• What the task requires: Display each line of the data below that contains the string "dark", treating uppercase and lowercase letters as distinct.

• Extracted records:
=======

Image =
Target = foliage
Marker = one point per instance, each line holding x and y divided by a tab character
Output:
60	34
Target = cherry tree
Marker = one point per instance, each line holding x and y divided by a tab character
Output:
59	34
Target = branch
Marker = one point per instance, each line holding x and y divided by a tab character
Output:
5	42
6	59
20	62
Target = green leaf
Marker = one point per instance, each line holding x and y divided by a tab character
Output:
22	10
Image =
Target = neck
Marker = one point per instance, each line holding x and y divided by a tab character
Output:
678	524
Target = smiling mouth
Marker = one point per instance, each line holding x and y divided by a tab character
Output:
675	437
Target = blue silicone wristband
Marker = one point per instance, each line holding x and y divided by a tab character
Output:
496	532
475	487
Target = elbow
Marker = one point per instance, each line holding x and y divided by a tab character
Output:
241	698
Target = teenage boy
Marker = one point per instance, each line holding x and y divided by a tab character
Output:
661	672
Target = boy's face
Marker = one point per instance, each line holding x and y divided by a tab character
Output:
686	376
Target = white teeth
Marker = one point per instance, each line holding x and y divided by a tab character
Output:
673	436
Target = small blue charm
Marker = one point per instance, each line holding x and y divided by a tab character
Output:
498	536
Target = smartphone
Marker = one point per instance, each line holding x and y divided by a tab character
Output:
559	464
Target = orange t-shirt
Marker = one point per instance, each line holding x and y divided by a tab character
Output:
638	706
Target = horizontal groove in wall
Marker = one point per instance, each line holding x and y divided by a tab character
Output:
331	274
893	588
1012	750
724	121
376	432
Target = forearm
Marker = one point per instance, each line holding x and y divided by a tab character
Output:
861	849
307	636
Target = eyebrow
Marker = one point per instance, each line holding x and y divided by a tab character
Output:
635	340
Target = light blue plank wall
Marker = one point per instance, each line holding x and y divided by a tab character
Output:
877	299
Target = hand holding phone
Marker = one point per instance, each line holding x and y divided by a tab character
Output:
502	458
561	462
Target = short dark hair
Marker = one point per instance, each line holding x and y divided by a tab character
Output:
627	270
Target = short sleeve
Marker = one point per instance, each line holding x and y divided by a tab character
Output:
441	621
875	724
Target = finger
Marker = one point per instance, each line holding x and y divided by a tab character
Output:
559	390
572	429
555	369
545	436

=======

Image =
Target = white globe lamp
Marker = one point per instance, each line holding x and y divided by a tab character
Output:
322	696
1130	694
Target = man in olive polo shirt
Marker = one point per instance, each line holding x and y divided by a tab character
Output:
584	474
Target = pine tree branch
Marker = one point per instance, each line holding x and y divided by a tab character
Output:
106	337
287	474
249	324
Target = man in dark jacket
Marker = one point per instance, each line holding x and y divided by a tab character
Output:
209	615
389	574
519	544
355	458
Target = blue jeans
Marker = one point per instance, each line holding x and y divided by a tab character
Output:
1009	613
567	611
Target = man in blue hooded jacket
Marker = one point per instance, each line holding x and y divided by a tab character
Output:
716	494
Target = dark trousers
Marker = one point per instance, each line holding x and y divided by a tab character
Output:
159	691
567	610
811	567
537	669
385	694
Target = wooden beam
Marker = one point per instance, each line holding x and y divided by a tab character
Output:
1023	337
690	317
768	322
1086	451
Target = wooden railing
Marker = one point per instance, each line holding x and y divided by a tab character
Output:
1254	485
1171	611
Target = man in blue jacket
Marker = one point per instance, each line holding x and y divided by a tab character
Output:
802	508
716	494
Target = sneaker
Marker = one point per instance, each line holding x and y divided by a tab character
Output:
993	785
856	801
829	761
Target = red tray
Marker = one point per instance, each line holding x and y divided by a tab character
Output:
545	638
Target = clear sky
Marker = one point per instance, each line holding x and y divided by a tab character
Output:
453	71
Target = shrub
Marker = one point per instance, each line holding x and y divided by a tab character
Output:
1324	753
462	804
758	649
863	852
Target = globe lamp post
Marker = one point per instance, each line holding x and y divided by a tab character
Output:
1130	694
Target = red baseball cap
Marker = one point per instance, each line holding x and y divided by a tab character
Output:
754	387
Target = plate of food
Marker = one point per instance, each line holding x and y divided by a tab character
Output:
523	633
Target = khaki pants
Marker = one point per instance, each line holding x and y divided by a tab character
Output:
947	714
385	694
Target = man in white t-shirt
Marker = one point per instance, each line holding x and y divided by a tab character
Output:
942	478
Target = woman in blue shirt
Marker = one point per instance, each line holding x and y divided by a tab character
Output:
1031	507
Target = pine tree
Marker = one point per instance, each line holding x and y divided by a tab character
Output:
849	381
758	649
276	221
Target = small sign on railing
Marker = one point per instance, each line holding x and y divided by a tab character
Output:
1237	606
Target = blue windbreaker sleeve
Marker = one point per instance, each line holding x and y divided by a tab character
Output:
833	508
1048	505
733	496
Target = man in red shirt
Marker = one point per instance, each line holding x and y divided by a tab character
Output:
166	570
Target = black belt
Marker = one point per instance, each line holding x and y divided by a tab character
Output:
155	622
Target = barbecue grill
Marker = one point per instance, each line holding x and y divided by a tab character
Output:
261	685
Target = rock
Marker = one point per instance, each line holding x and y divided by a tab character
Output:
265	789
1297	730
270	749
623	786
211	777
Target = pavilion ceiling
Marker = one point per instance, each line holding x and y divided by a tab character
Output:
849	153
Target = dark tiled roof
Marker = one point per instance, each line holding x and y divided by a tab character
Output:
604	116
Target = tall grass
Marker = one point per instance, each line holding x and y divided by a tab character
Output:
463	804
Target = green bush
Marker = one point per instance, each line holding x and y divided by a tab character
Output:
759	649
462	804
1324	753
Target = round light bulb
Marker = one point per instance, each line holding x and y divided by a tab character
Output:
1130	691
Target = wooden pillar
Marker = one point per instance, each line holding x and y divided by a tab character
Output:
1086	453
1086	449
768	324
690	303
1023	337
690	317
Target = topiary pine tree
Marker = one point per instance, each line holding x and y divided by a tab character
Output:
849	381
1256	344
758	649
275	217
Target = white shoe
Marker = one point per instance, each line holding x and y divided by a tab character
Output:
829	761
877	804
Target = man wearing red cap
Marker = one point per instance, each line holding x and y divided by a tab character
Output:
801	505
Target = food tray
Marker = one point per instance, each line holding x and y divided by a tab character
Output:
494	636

=======

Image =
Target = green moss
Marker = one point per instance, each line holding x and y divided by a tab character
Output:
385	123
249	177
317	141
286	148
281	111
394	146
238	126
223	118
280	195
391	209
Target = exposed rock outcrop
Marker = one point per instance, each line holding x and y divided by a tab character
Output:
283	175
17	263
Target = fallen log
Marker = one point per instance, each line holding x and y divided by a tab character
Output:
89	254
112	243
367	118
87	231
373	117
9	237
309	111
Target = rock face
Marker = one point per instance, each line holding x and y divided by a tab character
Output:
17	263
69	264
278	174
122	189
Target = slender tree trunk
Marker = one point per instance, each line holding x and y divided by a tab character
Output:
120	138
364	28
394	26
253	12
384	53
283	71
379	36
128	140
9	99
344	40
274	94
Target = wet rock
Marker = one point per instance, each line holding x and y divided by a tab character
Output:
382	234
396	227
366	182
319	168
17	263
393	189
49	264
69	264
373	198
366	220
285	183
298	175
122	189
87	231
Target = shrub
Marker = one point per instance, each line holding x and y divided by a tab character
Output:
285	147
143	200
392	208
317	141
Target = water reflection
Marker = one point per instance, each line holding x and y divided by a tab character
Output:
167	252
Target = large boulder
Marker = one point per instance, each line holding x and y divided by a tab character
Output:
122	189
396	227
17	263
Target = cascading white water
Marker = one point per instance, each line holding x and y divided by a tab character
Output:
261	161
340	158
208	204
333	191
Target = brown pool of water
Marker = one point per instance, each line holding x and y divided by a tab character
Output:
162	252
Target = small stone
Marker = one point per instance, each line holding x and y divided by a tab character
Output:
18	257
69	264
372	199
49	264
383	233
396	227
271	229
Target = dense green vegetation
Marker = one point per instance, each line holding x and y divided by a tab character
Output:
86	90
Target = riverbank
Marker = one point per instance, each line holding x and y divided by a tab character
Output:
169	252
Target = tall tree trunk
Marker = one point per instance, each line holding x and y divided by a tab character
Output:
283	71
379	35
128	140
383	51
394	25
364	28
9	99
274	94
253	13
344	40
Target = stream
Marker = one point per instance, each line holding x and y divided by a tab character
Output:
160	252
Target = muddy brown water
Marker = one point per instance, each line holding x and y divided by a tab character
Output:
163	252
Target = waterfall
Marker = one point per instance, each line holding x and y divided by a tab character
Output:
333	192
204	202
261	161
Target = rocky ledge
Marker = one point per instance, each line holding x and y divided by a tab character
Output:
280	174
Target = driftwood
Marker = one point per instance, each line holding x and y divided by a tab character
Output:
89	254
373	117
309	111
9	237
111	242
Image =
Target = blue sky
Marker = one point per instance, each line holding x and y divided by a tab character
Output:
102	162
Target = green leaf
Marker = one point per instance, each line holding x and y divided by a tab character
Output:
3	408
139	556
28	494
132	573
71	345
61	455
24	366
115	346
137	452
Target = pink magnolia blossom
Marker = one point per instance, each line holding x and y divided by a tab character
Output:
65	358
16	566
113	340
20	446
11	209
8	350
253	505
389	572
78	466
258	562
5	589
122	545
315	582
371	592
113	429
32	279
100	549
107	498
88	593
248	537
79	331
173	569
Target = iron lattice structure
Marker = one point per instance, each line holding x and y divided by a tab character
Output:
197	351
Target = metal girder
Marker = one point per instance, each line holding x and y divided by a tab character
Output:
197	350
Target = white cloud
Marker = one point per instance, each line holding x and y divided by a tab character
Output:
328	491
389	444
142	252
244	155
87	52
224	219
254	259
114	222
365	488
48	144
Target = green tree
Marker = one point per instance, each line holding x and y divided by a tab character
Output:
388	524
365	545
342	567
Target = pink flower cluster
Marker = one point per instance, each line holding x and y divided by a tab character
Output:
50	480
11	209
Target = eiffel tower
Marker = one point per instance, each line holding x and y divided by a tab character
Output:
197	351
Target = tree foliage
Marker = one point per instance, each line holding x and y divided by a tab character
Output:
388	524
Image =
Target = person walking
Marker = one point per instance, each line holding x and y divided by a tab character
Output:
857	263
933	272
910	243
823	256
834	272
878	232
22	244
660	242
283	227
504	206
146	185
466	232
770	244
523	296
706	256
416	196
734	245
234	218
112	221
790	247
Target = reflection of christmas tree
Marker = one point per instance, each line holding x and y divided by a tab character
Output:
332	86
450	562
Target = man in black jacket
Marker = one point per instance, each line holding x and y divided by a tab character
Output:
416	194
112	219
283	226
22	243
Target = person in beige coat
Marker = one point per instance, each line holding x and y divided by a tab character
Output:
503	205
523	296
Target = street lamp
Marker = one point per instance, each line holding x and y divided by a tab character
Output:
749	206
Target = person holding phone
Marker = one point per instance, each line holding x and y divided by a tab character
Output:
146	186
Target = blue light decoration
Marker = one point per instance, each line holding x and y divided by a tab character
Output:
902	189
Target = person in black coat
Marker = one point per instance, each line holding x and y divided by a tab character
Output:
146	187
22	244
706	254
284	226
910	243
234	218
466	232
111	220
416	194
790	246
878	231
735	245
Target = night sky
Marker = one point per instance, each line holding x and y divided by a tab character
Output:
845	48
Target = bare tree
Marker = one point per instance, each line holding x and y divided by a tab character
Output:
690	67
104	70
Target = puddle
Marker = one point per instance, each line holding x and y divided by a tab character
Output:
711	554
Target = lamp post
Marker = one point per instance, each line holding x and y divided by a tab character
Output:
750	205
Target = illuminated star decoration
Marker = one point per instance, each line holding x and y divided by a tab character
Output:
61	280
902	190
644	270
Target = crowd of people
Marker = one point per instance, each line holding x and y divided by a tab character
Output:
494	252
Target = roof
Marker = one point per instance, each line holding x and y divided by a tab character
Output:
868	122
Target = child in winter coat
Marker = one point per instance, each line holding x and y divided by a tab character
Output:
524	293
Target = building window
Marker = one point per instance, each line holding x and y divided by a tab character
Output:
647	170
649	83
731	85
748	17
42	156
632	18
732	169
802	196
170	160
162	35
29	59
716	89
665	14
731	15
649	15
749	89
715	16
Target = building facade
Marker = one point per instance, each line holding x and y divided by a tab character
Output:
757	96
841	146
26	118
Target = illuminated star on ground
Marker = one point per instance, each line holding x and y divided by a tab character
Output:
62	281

=======

• Reply:
Target = short dark hair
Target = man in dark jacket
Target = dark trousers
Target = dark tiled roof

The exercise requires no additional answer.